[Source records]
--------------------------------

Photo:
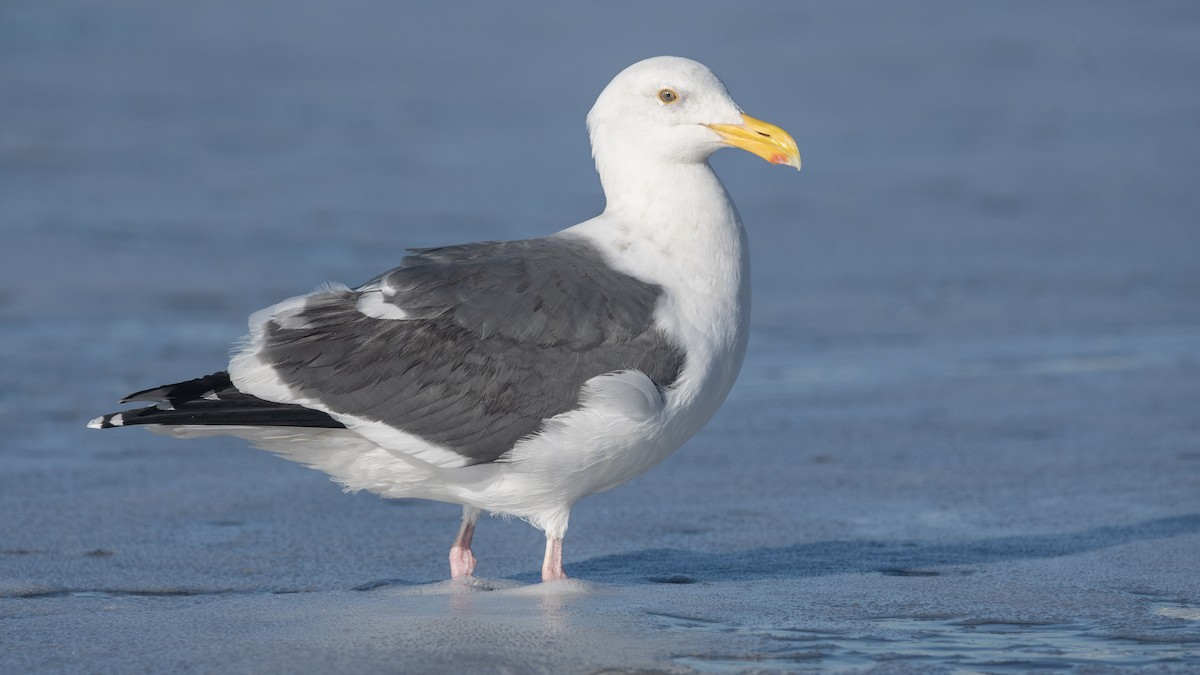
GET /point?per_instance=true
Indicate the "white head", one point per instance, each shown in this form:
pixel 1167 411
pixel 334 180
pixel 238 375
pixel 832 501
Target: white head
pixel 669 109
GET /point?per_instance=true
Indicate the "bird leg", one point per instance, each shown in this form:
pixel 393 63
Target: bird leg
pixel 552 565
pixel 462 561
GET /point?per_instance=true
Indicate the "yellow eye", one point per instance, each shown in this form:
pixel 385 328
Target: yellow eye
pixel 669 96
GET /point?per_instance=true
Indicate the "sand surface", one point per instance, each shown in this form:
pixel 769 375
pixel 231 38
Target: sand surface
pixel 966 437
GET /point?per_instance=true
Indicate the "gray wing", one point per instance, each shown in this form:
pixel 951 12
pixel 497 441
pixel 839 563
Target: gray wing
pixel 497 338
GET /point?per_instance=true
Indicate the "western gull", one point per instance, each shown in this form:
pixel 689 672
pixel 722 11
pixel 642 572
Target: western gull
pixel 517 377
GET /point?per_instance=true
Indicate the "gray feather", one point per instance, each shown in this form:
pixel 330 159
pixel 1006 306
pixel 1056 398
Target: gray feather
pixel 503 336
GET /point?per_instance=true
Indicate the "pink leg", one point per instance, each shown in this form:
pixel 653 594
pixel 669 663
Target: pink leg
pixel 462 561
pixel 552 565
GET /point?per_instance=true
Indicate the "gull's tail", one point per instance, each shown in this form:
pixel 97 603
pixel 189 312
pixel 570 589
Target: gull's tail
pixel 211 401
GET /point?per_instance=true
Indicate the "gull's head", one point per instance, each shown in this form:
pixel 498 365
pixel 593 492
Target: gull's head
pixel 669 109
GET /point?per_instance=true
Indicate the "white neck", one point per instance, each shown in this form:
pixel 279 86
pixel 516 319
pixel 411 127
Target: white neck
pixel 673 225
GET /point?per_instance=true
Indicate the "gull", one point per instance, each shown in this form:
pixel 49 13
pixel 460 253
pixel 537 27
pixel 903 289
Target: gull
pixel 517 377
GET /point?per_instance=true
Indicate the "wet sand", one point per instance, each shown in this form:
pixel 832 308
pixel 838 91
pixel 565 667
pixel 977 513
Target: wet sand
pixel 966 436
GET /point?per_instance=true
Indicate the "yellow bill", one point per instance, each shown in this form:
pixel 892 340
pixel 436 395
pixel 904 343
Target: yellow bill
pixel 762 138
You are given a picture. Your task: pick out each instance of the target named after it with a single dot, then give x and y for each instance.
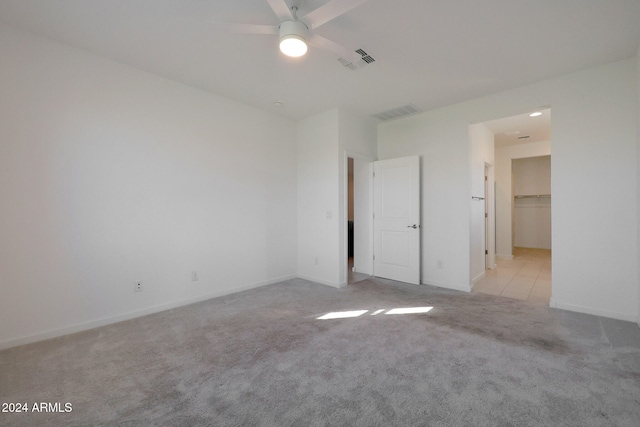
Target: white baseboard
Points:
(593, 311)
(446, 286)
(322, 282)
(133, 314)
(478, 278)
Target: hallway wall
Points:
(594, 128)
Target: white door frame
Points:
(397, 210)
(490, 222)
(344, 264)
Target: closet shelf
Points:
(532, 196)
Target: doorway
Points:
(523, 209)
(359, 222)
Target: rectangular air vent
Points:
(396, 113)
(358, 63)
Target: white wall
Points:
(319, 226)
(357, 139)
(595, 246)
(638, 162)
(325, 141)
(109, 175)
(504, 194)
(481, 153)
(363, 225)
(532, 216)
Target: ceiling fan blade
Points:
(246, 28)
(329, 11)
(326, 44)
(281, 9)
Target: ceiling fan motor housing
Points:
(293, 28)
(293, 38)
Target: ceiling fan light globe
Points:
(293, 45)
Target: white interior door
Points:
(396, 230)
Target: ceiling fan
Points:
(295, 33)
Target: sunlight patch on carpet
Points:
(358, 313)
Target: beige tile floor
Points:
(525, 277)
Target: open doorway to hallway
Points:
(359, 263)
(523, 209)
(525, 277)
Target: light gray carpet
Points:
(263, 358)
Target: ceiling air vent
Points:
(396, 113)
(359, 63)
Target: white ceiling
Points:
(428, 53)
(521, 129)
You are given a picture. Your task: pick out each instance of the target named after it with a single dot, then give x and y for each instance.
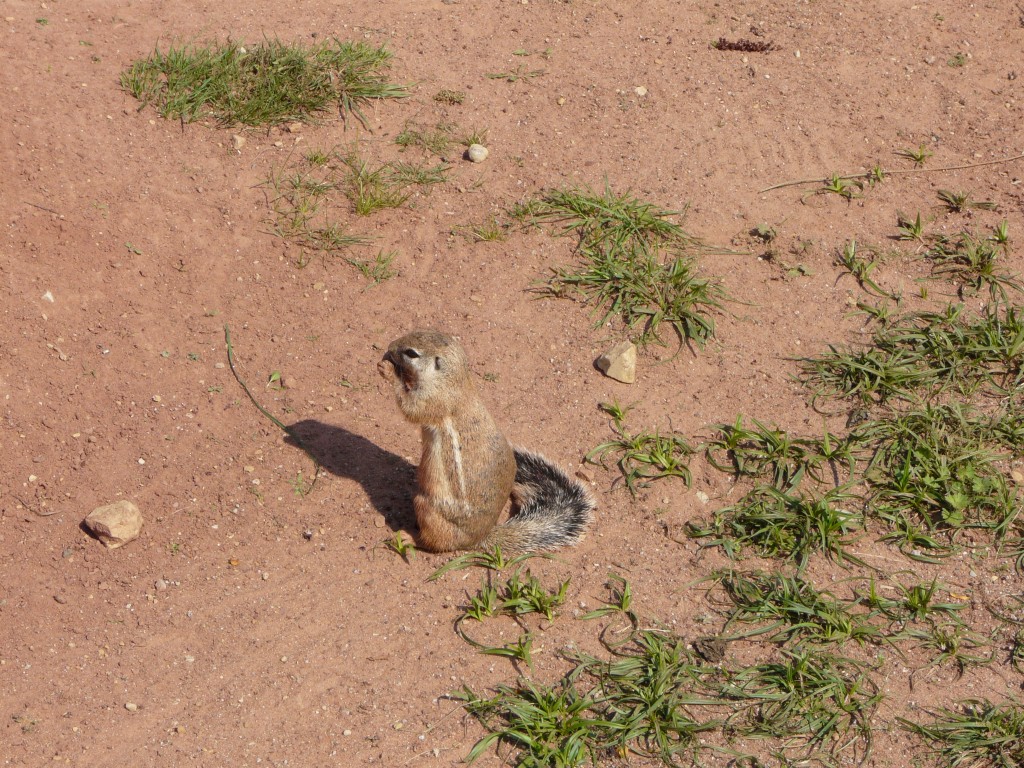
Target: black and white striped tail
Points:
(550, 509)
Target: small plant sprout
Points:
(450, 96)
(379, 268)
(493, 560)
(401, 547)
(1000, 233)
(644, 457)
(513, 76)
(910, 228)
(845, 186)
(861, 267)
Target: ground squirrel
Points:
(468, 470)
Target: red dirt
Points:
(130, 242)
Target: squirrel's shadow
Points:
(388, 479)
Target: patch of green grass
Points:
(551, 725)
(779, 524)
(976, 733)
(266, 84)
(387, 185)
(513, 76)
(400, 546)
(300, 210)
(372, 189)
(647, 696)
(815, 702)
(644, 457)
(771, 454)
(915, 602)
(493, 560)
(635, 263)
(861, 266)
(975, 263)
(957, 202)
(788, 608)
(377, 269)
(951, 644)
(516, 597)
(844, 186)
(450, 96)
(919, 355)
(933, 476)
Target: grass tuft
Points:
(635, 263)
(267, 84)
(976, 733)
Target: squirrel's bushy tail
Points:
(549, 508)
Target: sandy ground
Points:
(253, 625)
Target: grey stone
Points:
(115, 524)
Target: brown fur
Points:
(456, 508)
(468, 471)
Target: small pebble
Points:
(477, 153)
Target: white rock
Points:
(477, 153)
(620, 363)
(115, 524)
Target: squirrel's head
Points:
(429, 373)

--------------------------------

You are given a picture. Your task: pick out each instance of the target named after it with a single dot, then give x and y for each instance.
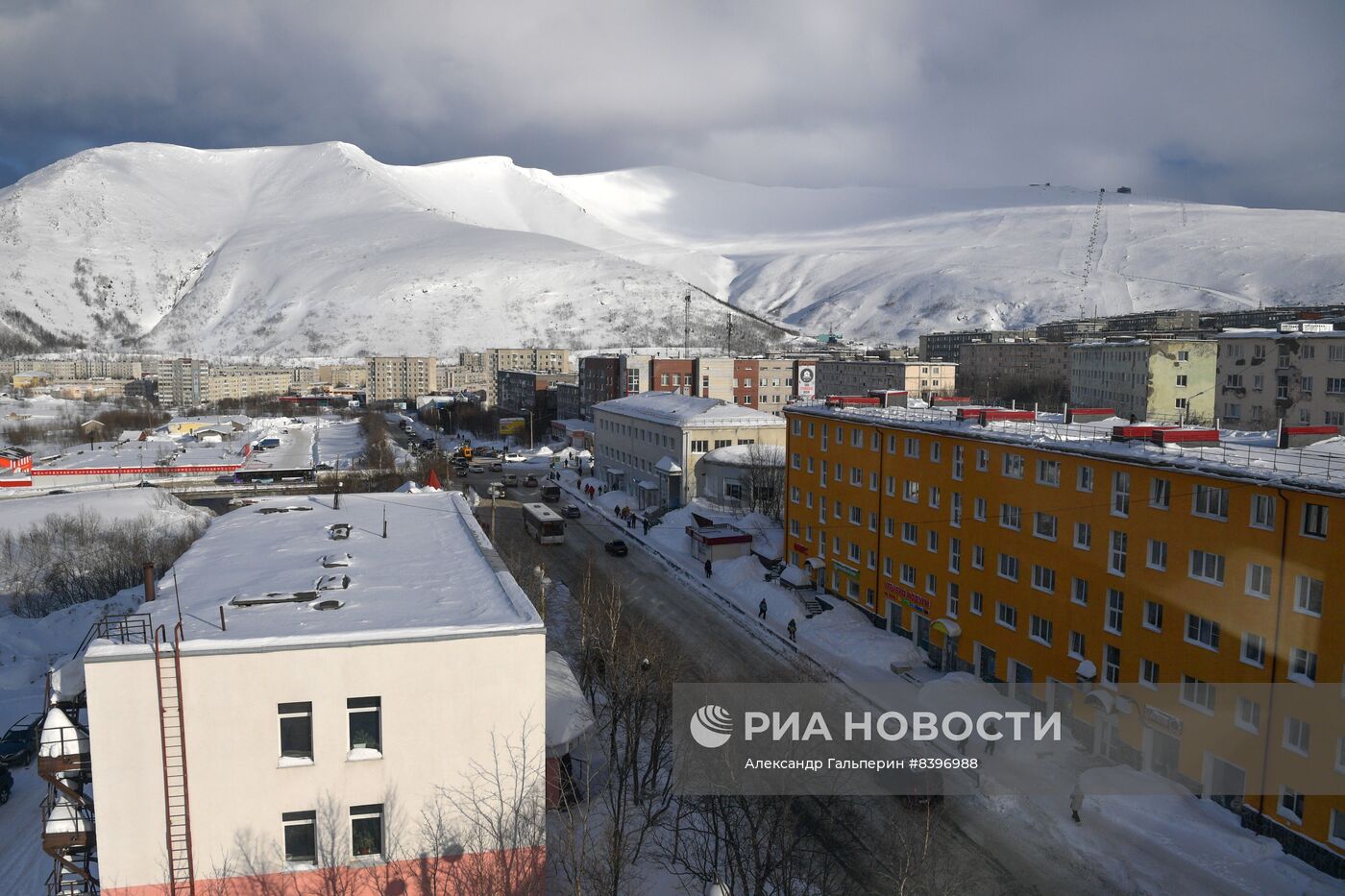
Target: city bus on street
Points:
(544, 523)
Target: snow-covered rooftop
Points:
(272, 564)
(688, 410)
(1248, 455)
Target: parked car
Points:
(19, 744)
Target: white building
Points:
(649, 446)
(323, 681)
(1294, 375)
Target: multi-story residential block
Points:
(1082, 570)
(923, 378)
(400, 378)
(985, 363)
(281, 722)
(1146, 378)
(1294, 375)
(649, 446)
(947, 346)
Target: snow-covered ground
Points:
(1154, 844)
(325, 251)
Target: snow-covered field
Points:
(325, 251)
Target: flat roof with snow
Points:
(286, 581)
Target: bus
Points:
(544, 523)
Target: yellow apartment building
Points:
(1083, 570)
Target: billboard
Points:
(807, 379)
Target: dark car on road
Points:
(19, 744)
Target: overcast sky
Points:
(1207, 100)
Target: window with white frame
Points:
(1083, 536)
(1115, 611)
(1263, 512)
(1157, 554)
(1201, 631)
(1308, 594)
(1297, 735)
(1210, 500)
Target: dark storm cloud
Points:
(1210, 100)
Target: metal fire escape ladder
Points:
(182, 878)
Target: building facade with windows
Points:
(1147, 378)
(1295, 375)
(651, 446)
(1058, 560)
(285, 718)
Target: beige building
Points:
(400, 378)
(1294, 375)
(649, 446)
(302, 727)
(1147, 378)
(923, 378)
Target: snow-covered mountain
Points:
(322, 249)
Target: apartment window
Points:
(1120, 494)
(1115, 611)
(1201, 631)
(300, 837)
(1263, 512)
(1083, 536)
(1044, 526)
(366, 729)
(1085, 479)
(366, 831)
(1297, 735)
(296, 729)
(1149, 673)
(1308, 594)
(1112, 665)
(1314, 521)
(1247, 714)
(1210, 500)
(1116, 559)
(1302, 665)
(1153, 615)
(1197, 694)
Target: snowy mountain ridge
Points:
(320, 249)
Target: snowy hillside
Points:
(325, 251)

--------------------------------

Written problem: Extract each line of the data above that contains the word "patch". Case is significant.

Result of this exercise:
Target: sunlight patch on carpet
Target: patch of green grass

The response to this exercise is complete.